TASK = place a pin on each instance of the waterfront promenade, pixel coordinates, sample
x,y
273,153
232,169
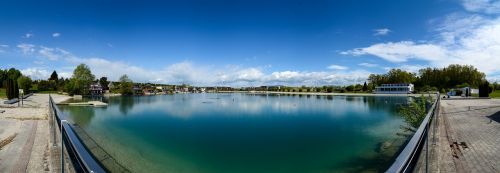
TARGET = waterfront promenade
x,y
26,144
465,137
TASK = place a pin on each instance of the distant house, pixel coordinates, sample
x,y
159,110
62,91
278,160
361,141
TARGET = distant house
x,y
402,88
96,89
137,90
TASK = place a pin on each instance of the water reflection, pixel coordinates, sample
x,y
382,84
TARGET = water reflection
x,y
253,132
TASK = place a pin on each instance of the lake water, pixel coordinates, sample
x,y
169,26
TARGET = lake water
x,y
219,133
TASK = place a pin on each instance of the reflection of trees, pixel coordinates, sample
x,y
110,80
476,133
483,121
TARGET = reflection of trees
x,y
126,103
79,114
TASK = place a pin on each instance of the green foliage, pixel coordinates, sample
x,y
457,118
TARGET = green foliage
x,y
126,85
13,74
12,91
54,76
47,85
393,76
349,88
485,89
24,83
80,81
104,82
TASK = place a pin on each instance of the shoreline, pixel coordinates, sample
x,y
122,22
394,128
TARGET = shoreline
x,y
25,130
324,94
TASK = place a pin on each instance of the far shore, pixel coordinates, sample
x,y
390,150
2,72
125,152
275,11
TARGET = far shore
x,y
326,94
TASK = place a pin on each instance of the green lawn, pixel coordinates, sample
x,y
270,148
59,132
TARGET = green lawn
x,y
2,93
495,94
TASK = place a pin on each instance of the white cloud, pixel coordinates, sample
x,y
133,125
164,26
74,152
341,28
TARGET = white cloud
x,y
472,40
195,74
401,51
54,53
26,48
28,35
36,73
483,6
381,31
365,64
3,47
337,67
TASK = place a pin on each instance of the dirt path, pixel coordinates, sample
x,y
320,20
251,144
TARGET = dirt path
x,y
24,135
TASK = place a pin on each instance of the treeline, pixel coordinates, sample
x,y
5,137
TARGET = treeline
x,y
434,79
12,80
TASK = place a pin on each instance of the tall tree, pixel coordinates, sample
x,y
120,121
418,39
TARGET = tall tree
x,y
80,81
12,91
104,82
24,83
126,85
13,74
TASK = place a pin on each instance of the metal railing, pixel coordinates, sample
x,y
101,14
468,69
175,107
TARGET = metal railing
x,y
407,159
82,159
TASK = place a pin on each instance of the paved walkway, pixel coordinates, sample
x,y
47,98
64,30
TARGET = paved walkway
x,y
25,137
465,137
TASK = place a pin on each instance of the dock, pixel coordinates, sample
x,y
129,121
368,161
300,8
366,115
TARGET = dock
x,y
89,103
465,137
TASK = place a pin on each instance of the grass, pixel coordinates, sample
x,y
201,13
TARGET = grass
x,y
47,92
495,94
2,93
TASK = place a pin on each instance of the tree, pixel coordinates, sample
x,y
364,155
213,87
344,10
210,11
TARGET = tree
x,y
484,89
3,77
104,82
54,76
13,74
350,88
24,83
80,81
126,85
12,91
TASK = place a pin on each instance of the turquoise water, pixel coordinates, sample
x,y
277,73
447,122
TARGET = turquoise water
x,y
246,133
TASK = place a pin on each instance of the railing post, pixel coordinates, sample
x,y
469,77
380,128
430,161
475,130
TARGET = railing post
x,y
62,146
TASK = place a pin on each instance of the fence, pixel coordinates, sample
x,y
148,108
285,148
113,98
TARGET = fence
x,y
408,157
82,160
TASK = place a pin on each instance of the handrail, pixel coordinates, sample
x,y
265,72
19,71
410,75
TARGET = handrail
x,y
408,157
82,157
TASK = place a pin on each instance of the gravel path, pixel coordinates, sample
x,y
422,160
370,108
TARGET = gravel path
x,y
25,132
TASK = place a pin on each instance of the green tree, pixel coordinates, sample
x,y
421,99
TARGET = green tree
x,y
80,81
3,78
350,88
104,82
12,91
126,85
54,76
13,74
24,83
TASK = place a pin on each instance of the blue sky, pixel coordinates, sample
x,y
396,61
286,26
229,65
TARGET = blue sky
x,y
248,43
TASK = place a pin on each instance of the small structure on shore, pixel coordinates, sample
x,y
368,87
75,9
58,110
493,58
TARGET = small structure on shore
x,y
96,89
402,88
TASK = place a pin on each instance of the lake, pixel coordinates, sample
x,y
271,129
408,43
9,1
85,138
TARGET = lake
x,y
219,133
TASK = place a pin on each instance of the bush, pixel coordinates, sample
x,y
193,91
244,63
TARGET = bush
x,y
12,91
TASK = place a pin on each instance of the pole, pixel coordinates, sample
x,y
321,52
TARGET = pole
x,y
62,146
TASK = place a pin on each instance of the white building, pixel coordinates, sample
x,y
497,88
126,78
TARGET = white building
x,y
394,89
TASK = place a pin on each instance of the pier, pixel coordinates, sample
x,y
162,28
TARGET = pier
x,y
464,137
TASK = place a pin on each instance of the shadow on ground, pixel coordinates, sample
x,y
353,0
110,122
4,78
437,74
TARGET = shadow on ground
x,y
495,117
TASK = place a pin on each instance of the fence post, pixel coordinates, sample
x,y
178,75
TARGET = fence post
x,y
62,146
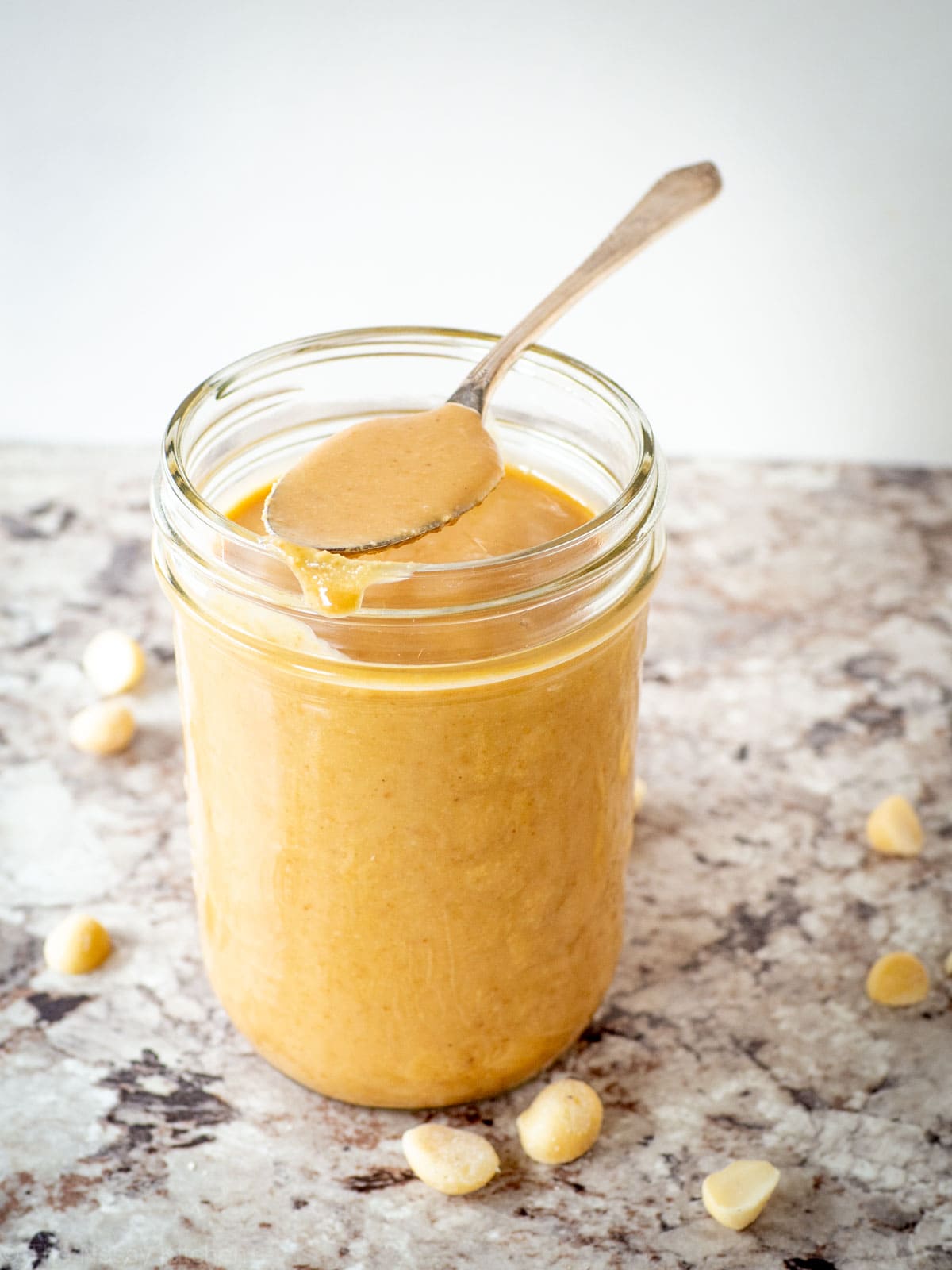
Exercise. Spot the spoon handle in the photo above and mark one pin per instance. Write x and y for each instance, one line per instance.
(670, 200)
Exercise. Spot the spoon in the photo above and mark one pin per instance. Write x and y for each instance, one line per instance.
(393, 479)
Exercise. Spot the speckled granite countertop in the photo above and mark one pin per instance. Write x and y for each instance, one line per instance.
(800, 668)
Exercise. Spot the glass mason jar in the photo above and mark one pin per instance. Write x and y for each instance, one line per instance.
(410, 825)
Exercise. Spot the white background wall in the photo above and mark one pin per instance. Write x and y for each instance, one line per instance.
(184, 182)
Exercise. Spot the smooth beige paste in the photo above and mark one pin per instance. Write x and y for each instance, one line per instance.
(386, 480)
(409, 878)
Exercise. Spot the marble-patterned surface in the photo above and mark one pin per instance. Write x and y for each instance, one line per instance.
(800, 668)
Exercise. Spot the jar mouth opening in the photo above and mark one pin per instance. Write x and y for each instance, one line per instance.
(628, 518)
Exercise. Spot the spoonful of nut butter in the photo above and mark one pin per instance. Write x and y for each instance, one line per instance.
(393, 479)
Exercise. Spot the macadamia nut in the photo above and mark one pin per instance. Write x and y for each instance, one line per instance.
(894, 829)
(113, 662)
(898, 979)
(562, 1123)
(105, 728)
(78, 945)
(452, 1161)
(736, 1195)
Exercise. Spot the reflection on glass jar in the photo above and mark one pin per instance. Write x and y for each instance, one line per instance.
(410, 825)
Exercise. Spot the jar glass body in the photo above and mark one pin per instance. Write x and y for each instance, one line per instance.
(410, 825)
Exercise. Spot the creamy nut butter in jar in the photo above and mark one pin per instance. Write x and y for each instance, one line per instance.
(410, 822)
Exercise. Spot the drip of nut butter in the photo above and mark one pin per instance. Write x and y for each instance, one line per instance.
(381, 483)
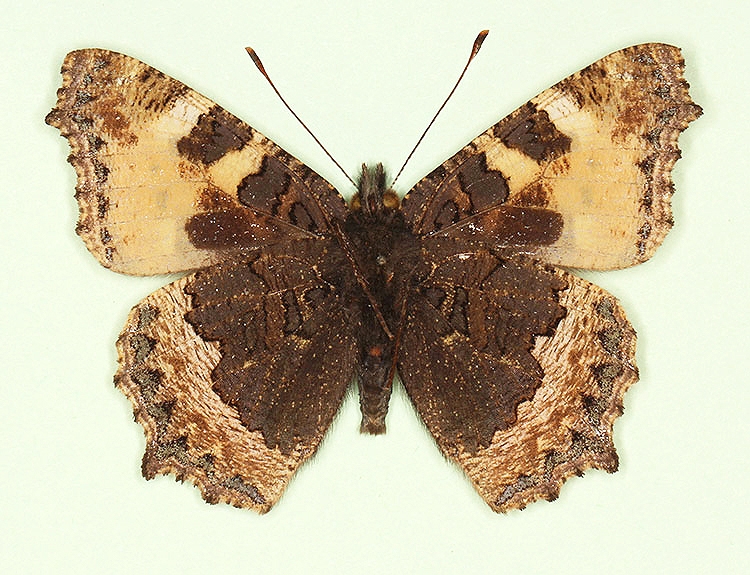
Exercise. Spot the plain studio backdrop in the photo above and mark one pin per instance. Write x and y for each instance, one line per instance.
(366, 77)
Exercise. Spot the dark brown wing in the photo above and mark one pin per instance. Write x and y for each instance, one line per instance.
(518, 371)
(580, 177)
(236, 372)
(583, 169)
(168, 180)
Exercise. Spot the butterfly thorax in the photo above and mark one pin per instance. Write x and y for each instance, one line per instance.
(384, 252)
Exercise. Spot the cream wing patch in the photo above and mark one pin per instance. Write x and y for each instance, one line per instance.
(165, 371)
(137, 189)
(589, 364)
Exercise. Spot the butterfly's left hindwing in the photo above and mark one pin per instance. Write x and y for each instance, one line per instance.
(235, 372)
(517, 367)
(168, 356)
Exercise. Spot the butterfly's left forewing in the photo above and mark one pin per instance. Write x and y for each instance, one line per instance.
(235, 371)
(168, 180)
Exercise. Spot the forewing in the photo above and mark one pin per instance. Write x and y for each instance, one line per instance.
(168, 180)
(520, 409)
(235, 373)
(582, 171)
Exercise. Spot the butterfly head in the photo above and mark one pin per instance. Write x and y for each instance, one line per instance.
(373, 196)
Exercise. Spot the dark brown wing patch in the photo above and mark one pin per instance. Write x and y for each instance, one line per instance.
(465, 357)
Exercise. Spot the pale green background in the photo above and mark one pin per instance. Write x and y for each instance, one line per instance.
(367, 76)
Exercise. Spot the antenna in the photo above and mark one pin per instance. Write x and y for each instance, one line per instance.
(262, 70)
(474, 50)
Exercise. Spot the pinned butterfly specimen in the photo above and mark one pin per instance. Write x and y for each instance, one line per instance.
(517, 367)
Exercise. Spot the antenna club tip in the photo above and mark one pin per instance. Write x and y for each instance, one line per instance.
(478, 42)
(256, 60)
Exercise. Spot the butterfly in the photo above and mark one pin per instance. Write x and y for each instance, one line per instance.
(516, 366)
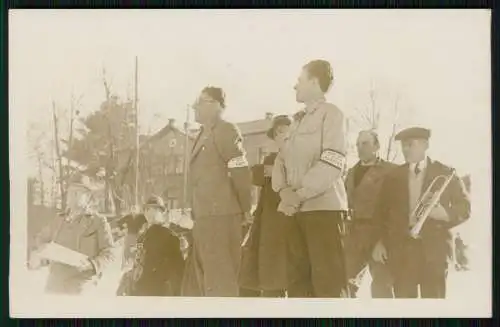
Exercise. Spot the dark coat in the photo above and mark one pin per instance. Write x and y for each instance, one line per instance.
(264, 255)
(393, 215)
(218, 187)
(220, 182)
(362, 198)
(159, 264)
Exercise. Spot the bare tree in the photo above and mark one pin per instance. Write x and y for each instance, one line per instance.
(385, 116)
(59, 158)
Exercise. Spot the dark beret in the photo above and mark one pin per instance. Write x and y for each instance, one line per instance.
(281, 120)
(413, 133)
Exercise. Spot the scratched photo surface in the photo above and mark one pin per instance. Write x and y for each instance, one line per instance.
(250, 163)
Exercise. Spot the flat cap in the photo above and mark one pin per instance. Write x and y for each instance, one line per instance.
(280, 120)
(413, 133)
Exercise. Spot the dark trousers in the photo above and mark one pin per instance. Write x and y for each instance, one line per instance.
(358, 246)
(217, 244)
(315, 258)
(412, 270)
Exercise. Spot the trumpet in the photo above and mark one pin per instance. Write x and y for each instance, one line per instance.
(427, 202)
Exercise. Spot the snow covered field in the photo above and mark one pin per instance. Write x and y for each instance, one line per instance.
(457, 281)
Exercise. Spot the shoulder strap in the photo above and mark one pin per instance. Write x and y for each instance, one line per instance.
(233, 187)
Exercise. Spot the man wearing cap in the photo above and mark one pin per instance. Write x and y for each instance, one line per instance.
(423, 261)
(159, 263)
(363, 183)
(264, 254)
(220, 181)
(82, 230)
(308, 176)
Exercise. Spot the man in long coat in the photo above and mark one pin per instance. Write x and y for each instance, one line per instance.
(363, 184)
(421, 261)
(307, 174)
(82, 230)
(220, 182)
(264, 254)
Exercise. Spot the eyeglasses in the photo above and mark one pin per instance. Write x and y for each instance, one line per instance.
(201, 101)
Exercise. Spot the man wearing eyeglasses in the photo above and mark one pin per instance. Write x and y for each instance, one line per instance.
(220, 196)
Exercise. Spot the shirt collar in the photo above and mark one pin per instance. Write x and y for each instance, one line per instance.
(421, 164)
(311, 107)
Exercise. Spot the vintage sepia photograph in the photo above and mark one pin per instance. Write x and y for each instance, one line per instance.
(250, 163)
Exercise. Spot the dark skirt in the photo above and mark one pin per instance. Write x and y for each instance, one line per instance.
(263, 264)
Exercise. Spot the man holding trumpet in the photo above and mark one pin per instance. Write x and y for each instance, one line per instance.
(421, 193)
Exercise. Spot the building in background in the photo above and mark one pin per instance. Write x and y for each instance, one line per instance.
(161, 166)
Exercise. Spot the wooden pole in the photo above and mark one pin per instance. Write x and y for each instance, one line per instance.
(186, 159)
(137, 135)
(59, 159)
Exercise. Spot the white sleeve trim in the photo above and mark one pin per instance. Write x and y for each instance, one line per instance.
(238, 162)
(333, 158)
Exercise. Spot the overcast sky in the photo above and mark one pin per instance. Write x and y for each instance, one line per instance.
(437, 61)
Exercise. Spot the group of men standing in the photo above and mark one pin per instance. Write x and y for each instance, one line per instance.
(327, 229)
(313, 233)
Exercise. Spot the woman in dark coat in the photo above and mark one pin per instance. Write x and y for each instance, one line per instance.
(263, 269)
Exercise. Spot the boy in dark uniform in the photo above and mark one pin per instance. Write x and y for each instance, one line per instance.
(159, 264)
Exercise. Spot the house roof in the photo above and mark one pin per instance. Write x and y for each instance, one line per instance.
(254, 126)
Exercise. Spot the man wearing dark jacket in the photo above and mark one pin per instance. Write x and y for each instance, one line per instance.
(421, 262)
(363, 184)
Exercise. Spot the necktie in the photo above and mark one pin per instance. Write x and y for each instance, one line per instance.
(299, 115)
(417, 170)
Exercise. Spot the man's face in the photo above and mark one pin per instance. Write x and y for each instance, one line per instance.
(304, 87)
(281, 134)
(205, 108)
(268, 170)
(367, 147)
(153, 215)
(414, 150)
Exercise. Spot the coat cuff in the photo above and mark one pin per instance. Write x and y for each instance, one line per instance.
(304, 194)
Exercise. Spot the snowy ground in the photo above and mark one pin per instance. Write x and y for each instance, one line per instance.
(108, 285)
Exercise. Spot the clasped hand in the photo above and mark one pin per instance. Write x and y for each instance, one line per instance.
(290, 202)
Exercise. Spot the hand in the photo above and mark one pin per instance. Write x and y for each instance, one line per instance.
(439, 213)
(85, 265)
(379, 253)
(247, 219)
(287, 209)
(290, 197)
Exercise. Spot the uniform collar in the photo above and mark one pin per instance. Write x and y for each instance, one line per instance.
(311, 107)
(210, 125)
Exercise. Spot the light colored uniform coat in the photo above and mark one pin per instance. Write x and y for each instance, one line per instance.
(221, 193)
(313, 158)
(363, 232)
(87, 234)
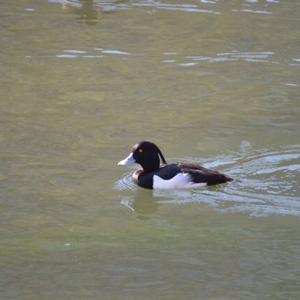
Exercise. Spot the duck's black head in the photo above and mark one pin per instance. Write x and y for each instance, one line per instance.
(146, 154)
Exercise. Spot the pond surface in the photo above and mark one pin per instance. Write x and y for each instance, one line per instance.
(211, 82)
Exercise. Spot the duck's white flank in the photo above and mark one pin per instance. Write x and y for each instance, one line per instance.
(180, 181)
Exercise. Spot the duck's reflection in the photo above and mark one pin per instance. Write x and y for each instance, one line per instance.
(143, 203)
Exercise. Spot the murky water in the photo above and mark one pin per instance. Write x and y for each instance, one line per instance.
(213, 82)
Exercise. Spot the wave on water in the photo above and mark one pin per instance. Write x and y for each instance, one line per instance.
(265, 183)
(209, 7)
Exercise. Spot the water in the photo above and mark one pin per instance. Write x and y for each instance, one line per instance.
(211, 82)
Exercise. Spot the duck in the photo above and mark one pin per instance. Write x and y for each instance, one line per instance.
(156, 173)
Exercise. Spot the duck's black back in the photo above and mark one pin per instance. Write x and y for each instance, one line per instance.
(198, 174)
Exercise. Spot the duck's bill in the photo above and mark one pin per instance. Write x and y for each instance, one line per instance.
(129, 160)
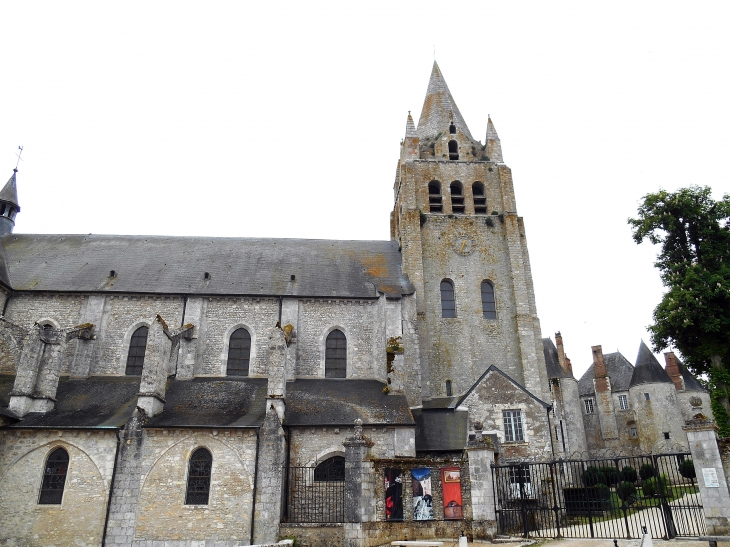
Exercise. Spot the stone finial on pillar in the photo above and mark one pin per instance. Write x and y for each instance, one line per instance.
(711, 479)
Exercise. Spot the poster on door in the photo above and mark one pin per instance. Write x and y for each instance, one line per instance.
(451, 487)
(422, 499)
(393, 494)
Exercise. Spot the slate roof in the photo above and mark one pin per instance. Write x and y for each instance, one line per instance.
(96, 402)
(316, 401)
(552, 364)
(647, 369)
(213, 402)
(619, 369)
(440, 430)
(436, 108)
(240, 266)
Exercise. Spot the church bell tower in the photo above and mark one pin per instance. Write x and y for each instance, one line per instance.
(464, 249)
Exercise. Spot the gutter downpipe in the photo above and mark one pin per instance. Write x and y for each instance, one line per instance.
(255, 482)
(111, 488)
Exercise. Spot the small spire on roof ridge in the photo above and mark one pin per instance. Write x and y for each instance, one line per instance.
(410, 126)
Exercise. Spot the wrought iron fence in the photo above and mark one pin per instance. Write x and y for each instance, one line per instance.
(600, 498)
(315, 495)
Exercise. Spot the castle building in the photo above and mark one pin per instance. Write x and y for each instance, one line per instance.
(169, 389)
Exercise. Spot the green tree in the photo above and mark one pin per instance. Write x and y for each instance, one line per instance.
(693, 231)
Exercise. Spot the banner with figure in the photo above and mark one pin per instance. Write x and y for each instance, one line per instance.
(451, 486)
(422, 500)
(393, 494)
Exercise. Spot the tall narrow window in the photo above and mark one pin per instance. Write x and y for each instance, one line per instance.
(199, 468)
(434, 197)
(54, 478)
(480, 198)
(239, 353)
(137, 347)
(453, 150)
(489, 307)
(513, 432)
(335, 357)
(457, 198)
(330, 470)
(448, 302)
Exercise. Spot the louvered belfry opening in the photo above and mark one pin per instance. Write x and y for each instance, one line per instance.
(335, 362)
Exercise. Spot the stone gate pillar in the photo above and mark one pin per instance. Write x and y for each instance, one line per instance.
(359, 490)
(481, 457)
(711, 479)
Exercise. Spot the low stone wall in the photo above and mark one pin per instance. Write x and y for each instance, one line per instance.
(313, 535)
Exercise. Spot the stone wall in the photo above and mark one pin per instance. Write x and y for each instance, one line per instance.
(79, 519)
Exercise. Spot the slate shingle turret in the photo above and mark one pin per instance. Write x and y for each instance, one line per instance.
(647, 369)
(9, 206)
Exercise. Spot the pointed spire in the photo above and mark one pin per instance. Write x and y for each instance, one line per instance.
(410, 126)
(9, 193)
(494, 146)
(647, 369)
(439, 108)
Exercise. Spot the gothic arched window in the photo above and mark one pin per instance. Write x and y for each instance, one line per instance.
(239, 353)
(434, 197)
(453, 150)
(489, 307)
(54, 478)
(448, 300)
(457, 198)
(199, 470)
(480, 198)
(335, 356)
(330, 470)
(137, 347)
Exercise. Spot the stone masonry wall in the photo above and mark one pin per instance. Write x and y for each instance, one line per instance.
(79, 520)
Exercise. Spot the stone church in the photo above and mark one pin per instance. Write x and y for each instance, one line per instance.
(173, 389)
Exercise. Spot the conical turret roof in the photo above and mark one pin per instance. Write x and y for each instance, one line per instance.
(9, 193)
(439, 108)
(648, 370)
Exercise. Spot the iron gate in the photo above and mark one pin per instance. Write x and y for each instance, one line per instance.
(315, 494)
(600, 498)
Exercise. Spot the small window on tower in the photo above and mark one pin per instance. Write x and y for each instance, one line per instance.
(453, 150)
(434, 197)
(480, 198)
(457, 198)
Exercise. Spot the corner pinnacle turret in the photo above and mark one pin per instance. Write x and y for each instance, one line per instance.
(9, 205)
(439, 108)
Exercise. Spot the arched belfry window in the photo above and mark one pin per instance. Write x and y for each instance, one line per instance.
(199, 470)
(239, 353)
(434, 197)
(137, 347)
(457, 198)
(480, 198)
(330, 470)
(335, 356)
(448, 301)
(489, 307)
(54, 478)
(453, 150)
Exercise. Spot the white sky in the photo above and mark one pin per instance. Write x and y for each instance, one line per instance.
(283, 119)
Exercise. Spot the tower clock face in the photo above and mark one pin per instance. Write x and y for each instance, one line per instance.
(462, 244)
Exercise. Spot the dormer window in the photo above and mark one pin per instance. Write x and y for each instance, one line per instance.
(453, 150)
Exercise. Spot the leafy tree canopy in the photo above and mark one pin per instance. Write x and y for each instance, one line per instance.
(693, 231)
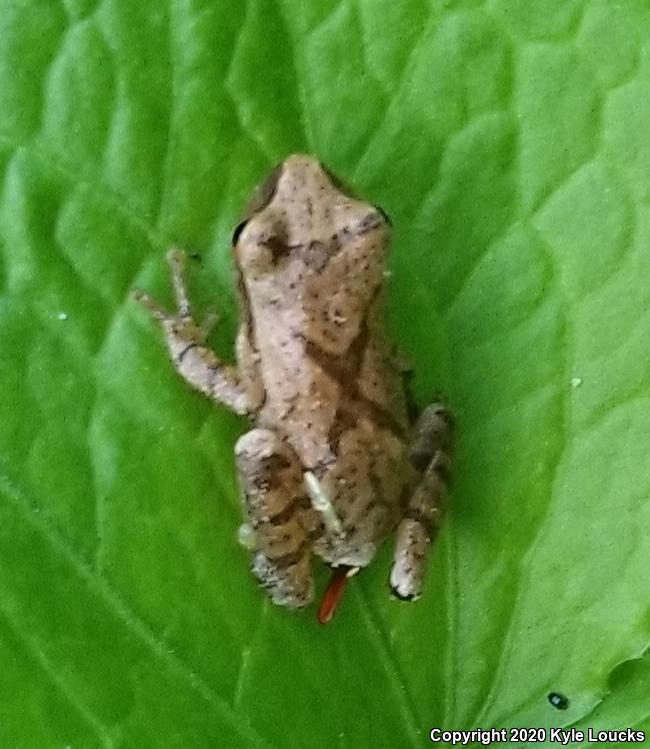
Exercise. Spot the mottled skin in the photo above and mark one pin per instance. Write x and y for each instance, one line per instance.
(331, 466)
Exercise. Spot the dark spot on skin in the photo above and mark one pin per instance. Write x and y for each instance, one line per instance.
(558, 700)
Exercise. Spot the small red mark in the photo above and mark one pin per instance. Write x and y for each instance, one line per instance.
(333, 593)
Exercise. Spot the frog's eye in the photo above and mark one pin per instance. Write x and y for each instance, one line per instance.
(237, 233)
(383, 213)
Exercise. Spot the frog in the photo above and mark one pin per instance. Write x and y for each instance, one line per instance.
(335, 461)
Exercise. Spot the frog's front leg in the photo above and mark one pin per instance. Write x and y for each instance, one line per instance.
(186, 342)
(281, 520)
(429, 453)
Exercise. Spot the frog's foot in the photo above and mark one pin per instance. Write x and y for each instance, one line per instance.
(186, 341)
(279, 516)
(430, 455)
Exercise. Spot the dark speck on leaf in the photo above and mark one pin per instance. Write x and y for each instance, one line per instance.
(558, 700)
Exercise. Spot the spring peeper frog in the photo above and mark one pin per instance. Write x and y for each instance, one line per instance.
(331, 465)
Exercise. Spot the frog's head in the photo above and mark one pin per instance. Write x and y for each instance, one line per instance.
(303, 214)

##########

WHAT YOU WILL DO
Go back to the data above and please quote exactly, and only, the lines from the line with "Exercise. Spot the frog in" through its last line.

TASK OUTPUT
Exercise. Spot the frog in the photo above and mark one pin per instance. Write x and y for each instance, one line per instance.
(335, 461)
Exercise. Spot the frog's front leg in the photo above and mark one pin per instance. Write x and y for each instance, one line per instance.
(186, 342)
(281, 520)
(429, 453)
Exercise. Spot the frog's foot in the photo above and mark one pin per instance. Write x and y for each instance, one line per instance.
(186, 341)
(279, 516)
(430, 455)
Exercise. Spot the dark speck on leaf in the photo above and mark one pin per instance. Write x and y for each instance, one line per instance.
(558, 700)
Exercise. Spot the spring peeper frog in the photo above and mark one pin per instance. Write x and y for each instance, one line per instance.
(331, 465)
Exercise. Spot the frog's head in the photo above and mark one pin per instance. Write x and y for each instance, one line per instance.
(303, 214)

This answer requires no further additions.